- _Goal_: Write out, unchanged, the lines from the one holding "form [362, 312]." to the close of the listing. Both the first and last lines belong in it.

◆ ◆ ◆ ◆ ◆

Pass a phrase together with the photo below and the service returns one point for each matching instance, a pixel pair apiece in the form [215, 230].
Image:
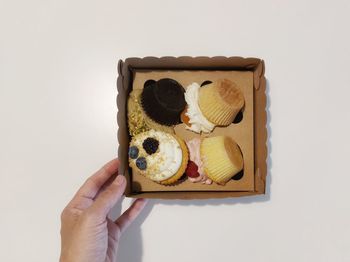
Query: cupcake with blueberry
[159, 156]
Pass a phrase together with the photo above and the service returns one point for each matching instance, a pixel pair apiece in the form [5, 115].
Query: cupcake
[195, 168]
[222, 158]
[192, 116]
[163, 101]
[138, 121]
[159, 156]
[220, 102]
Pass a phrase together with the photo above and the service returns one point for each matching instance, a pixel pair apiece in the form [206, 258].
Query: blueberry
[150, 145]
[141, 163]
[133, 152]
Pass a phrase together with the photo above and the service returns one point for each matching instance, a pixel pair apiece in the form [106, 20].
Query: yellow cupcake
[159, 156]
[221, 157]
[220, 101]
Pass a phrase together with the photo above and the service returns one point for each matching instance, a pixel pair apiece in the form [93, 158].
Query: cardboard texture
[250, 133]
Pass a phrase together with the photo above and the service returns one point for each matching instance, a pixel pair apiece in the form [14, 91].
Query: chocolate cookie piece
[163, 101]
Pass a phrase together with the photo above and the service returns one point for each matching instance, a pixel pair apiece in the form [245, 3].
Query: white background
[58, 124]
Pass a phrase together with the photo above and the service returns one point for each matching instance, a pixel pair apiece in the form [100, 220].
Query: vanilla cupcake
[220, 102]
[222, 158]
[159, 156]
[192, 116]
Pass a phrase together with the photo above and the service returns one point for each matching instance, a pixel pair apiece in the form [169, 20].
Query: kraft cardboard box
[249, 131]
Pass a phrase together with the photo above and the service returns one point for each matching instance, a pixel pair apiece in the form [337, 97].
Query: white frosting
[166, 161]
[197, 120]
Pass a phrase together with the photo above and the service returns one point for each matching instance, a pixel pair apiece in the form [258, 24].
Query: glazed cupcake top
[155, 154]
[197, 121]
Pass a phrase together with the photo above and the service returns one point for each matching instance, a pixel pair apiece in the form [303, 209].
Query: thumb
[108, 198]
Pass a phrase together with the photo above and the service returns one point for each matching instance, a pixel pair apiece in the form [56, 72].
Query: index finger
[93, 184]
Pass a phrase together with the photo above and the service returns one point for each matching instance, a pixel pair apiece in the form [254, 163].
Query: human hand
[87, 234]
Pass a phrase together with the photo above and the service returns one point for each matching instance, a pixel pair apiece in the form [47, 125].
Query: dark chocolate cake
[163, 101]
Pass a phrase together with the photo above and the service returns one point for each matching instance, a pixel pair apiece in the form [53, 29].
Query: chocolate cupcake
[163, 101]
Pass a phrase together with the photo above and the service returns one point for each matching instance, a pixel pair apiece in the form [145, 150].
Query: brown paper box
[250, 133]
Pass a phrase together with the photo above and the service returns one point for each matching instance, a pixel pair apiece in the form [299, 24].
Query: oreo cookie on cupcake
[163, 102]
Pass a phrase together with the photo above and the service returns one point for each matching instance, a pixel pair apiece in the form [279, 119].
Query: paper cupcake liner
[183, 166]
[222, 158]
[220, 102]
[136, 121]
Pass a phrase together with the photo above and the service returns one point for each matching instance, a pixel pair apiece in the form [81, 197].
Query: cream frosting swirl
[198, 122]
[166, 161]
[193, 146]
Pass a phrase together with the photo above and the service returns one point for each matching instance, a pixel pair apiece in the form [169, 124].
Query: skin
[87, 234]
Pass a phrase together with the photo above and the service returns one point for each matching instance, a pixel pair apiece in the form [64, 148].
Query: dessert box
[248, 130]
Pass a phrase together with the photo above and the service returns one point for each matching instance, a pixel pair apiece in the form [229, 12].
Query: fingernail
[119, 180]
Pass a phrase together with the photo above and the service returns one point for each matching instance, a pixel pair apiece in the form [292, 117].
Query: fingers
[130, 214]
[93, 184]
[108, 198]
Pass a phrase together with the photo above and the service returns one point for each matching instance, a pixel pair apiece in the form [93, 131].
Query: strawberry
[192, 169]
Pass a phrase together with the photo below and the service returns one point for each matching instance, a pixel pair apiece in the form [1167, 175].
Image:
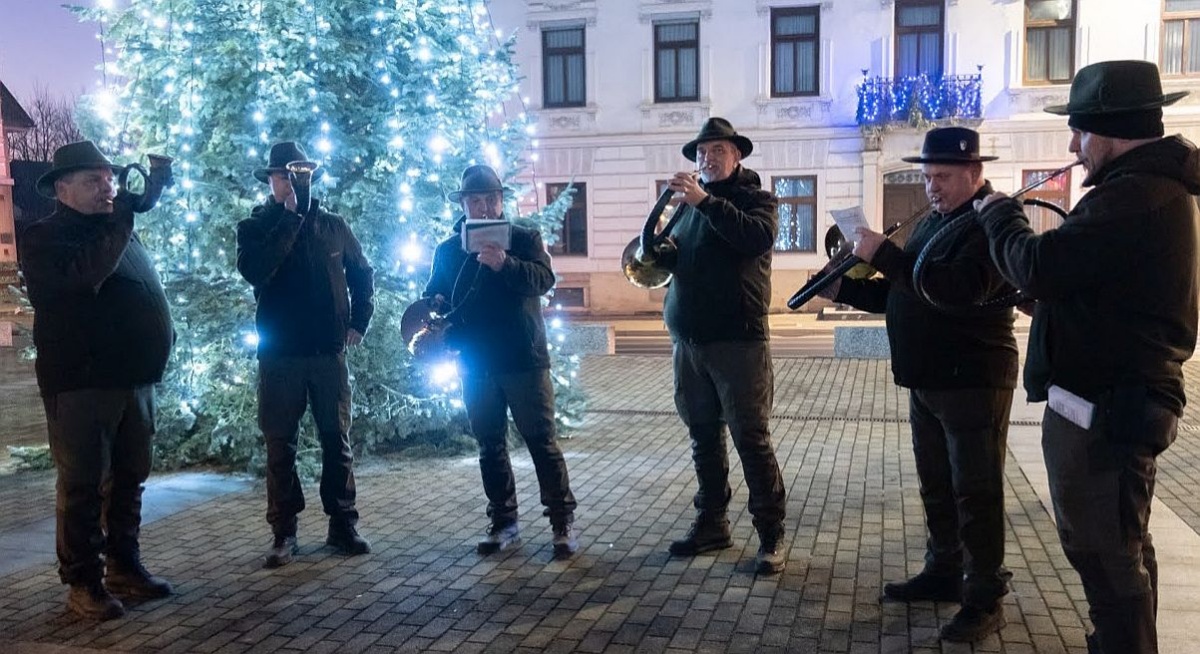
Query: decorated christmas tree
[394, 99]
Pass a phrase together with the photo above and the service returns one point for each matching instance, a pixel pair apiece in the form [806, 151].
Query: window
[574, 237]
[562, 55]
[1049, 41]
[1181, 29]
[677, 61]
[1056, 191]
[797, 214]
[569, 297]
[795, 34]
[919, 25]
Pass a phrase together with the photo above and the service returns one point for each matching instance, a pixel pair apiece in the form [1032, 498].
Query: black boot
[346, 539]
[499, 538]
[565, 543]
[925, 587]
[127, 577]
[972, 624]
[772, 555]
[281, 553]
[706, 534]
[93, 601]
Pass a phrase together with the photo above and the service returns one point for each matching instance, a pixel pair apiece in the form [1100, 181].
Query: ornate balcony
[917, 101]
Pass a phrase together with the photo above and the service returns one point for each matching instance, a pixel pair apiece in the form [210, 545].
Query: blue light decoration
[917, 100]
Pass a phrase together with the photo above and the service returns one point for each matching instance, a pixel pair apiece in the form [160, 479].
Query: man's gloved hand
[162, 177]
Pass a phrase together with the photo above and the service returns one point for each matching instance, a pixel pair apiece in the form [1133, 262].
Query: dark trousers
[959, 439]
[101, 443]
[531, 397]
[287, 387]
[730, 383]
[1102, 484]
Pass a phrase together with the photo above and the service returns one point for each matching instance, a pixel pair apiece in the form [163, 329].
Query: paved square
[855, 521]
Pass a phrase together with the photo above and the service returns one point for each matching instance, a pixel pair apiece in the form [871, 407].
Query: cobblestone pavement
[853, 513]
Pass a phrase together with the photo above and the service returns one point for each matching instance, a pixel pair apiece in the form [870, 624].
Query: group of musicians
[1113, 293]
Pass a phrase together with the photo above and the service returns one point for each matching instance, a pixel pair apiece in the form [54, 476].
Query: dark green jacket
[1116, 285]
[935, 349]
[721, 285]
[310, 277]
[101, 317]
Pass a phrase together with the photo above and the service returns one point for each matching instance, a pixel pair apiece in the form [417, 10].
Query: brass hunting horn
[642, 258]
[145, 192]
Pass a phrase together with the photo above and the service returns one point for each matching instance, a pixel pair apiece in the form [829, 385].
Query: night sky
[43, 43]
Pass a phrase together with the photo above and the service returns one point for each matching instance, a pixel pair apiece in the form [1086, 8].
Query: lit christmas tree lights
[394, 99]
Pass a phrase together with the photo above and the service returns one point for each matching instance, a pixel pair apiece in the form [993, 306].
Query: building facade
[832, 93]
[12, 119]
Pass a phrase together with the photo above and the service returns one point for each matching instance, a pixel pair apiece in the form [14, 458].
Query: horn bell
[642, 270]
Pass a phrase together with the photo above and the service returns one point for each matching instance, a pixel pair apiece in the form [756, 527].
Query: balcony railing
[918, 100]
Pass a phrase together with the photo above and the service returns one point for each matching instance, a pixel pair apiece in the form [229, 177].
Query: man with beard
[717, 313]
[315, 291]
[495, 300]
[1115, 319]
[960, 369]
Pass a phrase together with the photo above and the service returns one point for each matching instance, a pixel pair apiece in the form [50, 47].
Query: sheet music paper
[1071, 406]
[849, 220]
[475, 233]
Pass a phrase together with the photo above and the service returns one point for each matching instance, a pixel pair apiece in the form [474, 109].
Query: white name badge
[1074, 408]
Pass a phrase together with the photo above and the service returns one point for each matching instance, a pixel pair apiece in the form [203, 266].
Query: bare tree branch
[54, 126]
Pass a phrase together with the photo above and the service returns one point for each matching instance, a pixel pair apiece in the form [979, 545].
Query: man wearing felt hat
[717, 313]
[1115, 318]
[960, 369]
[103, 335]
[315, 293]
[493, 301]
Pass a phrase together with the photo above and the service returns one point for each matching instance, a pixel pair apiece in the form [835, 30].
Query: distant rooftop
[12, 114]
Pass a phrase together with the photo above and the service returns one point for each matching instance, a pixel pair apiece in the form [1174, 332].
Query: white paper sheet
[849, 220]
[478, 233]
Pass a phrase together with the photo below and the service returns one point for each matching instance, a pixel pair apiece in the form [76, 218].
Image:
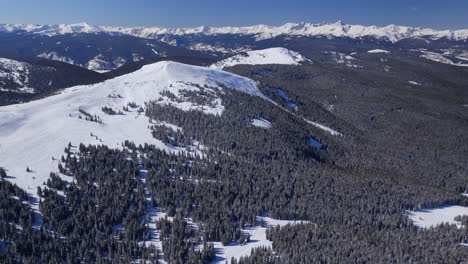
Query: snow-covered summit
[14, 76]
[27, 130]
[392, 32]
[261, 57]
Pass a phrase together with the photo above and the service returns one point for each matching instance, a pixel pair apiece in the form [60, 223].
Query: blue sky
[438, 14]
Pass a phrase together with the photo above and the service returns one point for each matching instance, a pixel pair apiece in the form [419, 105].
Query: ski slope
[261, 57]
[257, 233]
[431, 217]
[35, 134]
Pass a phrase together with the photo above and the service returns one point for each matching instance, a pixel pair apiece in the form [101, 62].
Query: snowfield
[261, 57]
[392, 33]
[35, 134]
[437, 57]
[261, 122]
[15, 72]
[257, 239]
[431, 217]
[378, 51]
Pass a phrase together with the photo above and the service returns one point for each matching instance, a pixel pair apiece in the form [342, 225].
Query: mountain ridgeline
[194, 156]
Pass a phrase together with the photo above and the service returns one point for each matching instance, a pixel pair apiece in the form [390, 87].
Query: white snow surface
[34, 133]
[431, 217]
[257, 238]
[414, 83]
[392, 33]
[54, 56]
[437, 57]
[16, 72]
[378, 51]
[261, 122]
[261, 57]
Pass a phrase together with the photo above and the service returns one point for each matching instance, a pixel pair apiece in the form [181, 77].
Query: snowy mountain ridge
[392, 33]
[14, 75]
[26, 130]
[261, 57]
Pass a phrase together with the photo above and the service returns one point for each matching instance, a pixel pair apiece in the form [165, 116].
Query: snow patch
[378, 51]
[262, 57]
[224, 254]
[437, 57]
[35, 134]
[414, 83]
[260, 122]
[431, 217]
[55, 56]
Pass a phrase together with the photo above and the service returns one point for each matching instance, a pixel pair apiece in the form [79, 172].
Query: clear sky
[439, 14]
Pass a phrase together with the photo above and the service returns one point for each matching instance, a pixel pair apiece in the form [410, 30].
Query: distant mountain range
[391, 33]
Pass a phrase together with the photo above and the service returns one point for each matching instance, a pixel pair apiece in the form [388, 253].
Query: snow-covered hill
[260, 57]
[392, 32]
[35, 134]
[14, 76]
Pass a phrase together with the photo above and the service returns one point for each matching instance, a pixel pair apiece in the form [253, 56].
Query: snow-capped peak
[27, 129]
[338, 29]
[261, 57]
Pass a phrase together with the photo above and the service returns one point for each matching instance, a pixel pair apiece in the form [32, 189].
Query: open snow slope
[35, 134]
[14, 73]
[431, 217]
[392, 33]
[257, 233]
[261, 57]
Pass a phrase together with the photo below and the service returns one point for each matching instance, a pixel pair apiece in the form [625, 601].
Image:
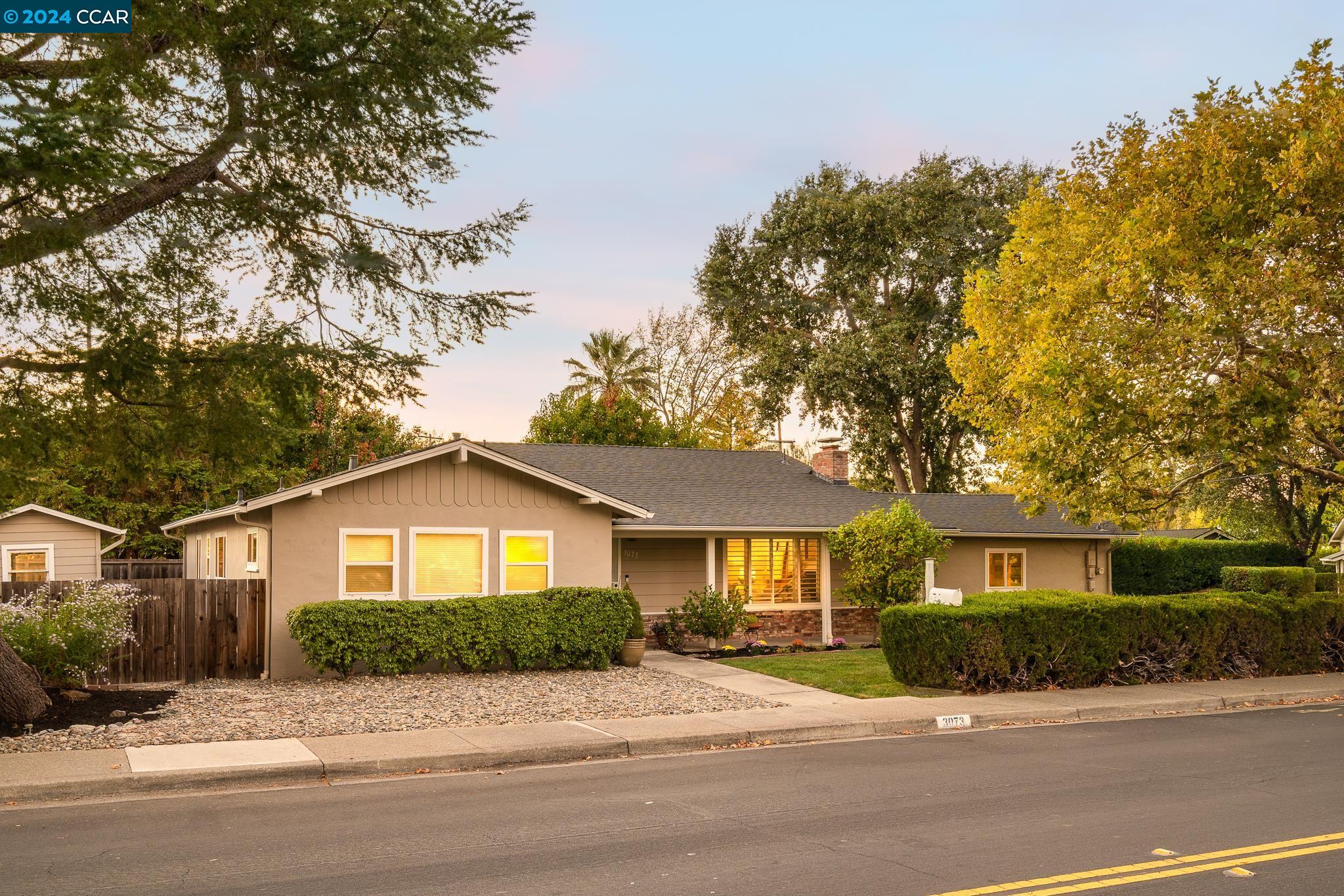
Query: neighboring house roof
[1207, 534]
[68, 517]
[464, 446]
[712, 489]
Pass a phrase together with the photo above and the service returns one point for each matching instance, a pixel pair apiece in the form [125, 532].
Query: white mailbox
[952, 597]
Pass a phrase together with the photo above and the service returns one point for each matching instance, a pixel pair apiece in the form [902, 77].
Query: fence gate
[186, 630]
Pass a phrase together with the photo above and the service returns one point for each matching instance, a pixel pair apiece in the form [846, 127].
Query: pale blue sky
[636, 128]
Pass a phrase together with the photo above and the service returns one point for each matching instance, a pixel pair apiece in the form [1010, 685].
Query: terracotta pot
[632, 652]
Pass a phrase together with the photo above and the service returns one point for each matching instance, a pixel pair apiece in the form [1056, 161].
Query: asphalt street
[926, 815]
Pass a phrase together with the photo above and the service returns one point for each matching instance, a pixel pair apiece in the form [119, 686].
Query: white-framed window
[527, 561]
[773, 571]
[368, 565]
[448, 562]
[1006, 570]
[29, 562]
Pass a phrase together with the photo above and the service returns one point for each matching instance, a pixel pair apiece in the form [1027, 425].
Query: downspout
[271, 586]
[112, 547]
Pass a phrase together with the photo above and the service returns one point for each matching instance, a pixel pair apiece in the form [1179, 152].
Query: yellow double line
[1161, 868]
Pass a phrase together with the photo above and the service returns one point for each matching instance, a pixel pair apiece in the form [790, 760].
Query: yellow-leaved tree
[1169, 313]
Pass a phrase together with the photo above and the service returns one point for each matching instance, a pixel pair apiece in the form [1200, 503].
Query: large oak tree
[272, 140]
[1168, 316]
[847, 295]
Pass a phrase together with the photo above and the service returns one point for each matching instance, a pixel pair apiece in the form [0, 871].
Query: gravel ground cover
[218, 710]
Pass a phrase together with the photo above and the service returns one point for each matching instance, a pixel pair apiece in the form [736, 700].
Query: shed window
[527, 561]
[221, 570]
[1007, 570]
[448, 562]
[779, 571]
[29, 563]
[368, 563]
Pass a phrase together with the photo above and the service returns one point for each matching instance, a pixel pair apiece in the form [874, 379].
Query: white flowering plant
[69, 634]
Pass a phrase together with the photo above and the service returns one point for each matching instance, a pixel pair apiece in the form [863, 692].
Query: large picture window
[526, 562]
[775, 571]
[448, 563]
[368, 563]
[29, 562]
[1006, 570]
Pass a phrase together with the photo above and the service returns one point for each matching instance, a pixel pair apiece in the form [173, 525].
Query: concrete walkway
[744, 681]
[810, 716]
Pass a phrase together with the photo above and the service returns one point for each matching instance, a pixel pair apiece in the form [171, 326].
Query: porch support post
[825, 590]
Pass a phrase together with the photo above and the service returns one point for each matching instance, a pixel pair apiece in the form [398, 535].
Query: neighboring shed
[41, 544]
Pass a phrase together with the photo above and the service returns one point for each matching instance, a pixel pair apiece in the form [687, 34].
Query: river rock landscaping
[218, 710]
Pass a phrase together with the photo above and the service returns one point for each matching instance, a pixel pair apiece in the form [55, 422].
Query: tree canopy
[847, 293]
[1169, 313]
[259, 141]
[581, 419]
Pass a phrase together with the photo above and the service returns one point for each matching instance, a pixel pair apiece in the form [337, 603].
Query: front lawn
[858, 673]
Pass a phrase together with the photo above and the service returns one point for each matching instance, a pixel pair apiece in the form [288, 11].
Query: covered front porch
[785, 576]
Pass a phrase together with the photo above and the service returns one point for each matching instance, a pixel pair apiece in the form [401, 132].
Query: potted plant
[632, 652]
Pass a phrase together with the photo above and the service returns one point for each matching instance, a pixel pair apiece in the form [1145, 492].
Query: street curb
[349, 757]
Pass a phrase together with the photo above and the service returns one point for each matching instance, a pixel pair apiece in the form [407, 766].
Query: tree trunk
[22, 698]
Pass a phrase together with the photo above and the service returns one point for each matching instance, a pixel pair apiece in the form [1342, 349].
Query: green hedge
[1177, 566]
[1297, 581]
[1062, 639]
[555, 629]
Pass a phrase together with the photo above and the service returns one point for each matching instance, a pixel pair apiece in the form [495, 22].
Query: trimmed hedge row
[1062, 639]
[554, 629]
[1177, 566]
[1297, 581]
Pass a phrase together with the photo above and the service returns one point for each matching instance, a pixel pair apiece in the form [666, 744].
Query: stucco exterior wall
[662, 571]
[76, 547]
[431, 494]
[236, 547]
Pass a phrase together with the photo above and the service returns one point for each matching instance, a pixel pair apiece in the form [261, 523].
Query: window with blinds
[448, 562]
[779, 571]
[368, 563]
[526, 561]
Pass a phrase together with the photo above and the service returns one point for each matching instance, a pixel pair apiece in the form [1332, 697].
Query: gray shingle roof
[758, 489]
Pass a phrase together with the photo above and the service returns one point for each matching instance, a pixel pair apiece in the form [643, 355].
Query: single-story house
[41, 544]
[1206, 534]
[1337, 543]
[492, 517]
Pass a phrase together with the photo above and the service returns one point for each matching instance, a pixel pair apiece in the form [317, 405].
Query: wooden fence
[141, 568]
[187, 630]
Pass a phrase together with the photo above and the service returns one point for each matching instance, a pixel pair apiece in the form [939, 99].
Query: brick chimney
[833, 463]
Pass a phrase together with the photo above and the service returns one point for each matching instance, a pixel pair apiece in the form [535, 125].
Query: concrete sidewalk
[811, 716]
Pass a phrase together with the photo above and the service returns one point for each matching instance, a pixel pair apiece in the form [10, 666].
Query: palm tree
[613, 367]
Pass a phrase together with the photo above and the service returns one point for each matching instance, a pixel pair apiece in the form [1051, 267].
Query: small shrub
[1269, 580]
[708, 614]
[886, 550]
[1062, 639]
[553, 629]
[69, 637]
[1179, 566]
[636, 630]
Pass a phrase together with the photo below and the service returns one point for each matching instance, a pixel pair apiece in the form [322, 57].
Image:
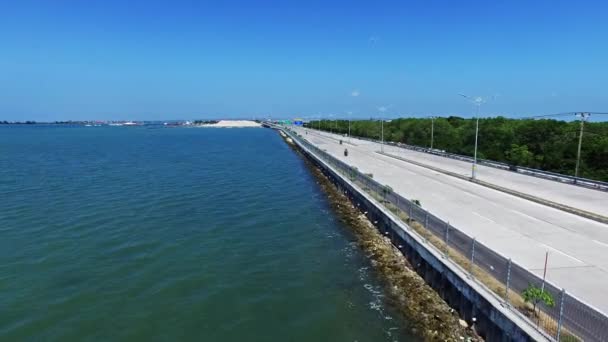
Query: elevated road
[514, 227]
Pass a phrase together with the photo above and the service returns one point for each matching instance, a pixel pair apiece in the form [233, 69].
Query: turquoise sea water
[140, 234]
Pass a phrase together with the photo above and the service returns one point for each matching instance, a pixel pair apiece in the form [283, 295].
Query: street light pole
[382, 136]
[477, 101]
[583, 116]
[474, 170]
[432, 130]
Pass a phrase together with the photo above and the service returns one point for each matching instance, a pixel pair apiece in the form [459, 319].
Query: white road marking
[600, 243]
[562, 253]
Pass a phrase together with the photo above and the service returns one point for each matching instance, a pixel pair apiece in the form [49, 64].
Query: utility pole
[583, 116]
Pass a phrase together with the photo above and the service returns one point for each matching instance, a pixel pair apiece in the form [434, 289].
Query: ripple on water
[175, 234]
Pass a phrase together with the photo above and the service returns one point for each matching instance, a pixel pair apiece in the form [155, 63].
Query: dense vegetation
[546, 144]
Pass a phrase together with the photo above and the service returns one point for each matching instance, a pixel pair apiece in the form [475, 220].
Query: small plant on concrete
[353, 173]
[386, 190]
[536, 295]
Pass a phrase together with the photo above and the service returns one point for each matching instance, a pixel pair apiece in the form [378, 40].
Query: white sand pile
[234, 123]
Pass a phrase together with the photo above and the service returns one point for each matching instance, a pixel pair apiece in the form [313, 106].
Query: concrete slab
[514, 227]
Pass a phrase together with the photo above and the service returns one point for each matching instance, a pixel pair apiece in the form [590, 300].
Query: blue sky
[137, 60]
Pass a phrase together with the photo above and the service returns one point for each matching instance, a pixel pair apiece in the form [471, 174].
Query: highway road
[512, 226]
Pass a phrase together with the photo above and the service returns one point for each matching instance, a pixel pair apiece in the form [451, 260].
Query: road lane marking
[600, 243]
[483, 217]
[562, 253]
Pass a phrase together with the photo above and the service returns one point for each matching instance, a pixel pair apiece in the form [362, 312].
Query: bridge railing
[568, 318]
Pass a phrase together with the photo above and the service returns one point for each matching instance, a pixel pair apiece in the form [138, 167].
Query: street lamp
[432, 130]
[382, 110]
[583, 117]
[477, 101]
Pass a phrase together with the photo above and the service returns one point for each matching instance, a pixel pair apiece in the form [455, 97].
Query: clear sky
[177, 59]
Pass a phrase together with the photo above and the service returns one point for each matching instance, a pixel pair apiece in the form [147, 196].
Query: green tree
[536, 295]
[519, 155]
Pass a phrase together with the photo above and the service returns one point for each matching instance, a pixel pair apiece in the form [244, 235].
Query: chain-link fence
[560, 315]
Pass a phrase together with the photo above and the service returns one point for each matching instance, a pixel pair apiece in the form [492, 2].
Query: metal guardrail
[557, 177]
[569, 319]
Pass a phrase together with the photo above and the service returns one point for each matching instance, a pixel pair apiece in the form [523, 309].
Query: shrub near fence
[570, 319]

◆ ◆ ◆ ◆ ◆

- _Answer_:
Pass a phrase together with the photo above and the service returns one point for each matching instance, a pixel pair apiece in the form [362, 312].
Query: bridge railing
[568, 318]
Pass a phrase together with the photo above and the service returns one point for each matching instance, a pixel pair apiece in the form [138, 167].
Query: street lamp
[432, 130]
[382, 110]
[583, 117]
[477, 101]
Pass a phrase together with the photo above and the service returns one point for each matching instance, a pixel pair apiece in the form [455, 97].
Query: clear sky
[177, 59]
Pass a phrase together with the photo above and the service returns one point for each matching instance, a pixel pair apiece in the form [147, 196].
Query: green tree
[536, 295]
[519, 155]
Pass a phrase together with the photo above and the service returns one point for each matching instance, a pixel pair apiece in the form [244, 235].
Query: chain-link fence
[560, 315]
Pass a phrase together with the photo above and the service returns one point for each matching instance, a pixel pair apiece in the form [492, 2].
Query: metal guardrail
[557, 177]
[569, 319]
Pass a phrase together with the photo above and the service returns one point for each matching instance, a pixel pair apiece in the form [523, 309].
Query: shrub near fence
[570, 319]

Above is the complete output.